EXERCISE AIM — Would you please give all the lines below again, exactly as they stand?

PROVIDED DATA —
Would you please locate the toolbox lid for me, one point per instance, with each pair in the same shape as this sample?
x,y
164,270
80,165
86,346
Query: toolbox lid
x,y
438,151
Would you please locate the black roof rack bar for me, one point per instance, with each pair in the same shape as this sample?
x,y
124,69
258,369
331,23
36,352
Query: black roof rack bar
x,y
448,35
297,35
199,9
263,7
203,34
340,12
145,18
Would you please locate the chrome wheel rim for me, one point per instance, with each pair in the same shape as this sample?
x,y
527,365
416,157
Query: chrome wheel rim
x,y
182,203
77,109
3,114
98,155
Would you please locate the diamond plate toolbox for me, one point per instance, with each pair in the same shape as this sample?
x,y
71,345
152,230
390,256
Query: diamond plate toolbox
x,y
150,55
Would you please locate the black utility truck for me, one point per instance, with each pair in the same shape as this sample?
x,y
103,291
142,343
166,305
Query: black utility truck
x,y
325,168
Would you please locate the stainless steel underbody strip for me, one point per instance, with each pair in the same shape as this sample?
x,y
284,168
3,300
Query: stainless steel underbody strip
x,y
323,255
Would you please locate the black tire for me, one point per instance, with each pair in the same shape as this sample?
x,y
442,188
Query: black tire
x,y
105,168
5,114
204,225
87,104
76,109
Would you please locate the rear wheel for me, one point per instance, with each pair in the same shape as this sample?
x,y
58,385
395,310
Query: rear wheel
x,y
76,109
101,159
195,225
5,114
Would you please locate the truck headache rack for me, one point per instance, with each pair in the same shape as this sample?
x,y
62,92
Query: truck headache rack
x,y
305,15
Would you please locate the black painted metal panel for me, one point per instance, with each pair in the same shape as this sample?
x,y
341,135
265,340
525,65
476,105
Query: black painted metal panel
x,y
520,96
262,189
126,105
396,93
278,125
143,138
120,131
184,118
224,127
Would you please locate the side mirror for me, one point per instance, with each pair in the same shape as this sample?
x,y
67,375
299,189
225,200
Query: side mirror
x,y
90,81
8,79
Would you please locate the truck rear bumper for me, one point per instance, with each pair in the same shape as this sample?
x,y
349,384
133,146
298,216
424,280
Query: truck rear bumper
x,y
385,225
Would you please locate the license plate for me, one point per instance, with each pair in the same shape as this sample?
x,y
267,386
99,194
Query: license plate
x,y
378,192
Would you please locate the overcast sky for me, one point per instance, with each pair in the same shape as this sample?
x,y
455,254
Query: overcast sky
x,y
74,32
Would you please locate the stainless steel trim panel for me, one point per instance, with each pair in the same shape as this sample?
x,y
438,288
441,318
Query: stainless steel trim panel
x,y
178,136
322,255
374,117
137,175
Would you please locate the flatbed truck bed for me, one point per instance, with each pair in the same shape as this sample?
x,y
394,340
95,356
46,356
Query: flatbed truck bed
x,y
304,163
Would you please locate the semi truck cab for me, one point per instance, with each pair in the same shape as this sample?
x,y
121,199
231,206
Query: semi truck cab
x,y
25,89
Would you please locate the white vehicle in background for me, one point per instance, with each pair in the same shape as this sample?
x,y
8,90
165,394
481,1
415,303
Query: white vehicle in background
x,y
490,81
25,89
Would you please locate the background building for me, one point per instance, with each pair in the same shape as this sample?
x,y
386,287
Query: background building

RESULT OF THE EXERCISE —
Would you please locate the toolbox lid for me, one point per instance, with each pair in the same shape as this sample?
x,y
164,270
80,165
86,346
Query: toolbox lid
x,y
438,151
Would you please locate the black roof rack bar for me, one point per instance, with each pair in the same shape as this sample?
x,y
124,69
258,369
331,23
36,352
Query: black roof rack bar
x,y
448,35
297,35
199,9
263,7
203,34
340,12
145,18
Would you please locate the chrome wheel rim for me, one point per instance, with each pair in the same shape as this sample?
x,y
527,365
416,157
Query: chrome wheel rim
x,y
182,203
77,109
3,114
98,155
Would you please locate the diamond plate toolbox for me, one point per instance, with each pair in the same shape as this sample?
x,y
71,345
152,230
390,256
Query: diamond plate toolbox
x,y
150,55
Would you please locate the black utility truck for me, one point per instance, with each pair in the same shape as this sample?
x,y
103,291
142,343
166,305
Query: black utility truck
x,y
325,168
Would you please locate the stainless steel underbody strip for me, one point per instance, with each pair in the same shape as this sample?
x,y
284,168
3,300
Query: stainless steel underbody strip
x,y
323,255
Would you please locate the black tire for me, one point per instance, with each pair in the same shape as this sample?
x,y
442,188
Query: black tire
x,y
105,168
5,114
204,225
87,104
76,109
Would you please locate the rear wheel for me, one point per instance, with each pair in the same shape as this sample?
x,y
58,385
395,310
Query: rear wheel
x,y
76,109
101,159
195,225
5,114
Would you please locate the truck headache rack for me, one point per instance, with each pair in the same shape as this sample?
x,y
62,92
Query: truck headache rack
x,y
305,15
Would you please locate the black painted metal panel for me, one point per instance, with each pair in the same shape as this sample?
x,y
341,135
265,340
525,65
476,105
Query: black painted metal panel
x,y
520,96
262,189
126,105
396,93
278,125
143,138
120,131
184,118
224,127
Would you please locate the side mirror for me, one point per instance, with each pair in the same shape as this sample?
x,y
67,375
299,189
225,200
Query: side mirror
x,y
90,81
8,79
Would you please locate the truck rear bumper for me, one point per instance, with each pair in the same shape as this sample?
x,y
349,384
133,146
298,216
424,280
Query: truck rear bumper
x,y
385,225
Would you please locate the license plate for me, one point per instance, with each pair in the same shape as this sample?
x,y
267,386
99,194
Query: license plate
x,y
378,192
Would you please locate the overcast sky for me, one point per instance, with each pair in the same shape as this sample?
x,y
455,254
Query: overcast sky
x,y
74,32
Would you please locate the stainless steel trim panel for me, one point per instance, with each pair in the same shape as this sample?
x,y
438,288
441,318
Query: stainless steel trim panel
x,y
178,136
322,255
374,117
137,175
Would you please locate the flatbed truck bed for me, one point per instance, with each pair in the same shape as this sample?
x,y
394,340
95,356
46,356
Query: flatbed truck bed
x,y
304,163
Would you please locate the semi truck cab for me, one point per instance, with each pair in the same shape as this sample?
x,y
121,199
231,206
Query: semi truck cab
x,y
25,89
Would you please locate the white vehicle in background for me, one point per instance, with each pair in the same shape as this sample?
x,y
8,90
165,394
481,1
415,303
Query: white vehicle in background
x,y
490,81
25,89
Would you please locate the background building for me, one point per instance, with each pair in the same shape as this sample?
x,y
386,287
Query: background building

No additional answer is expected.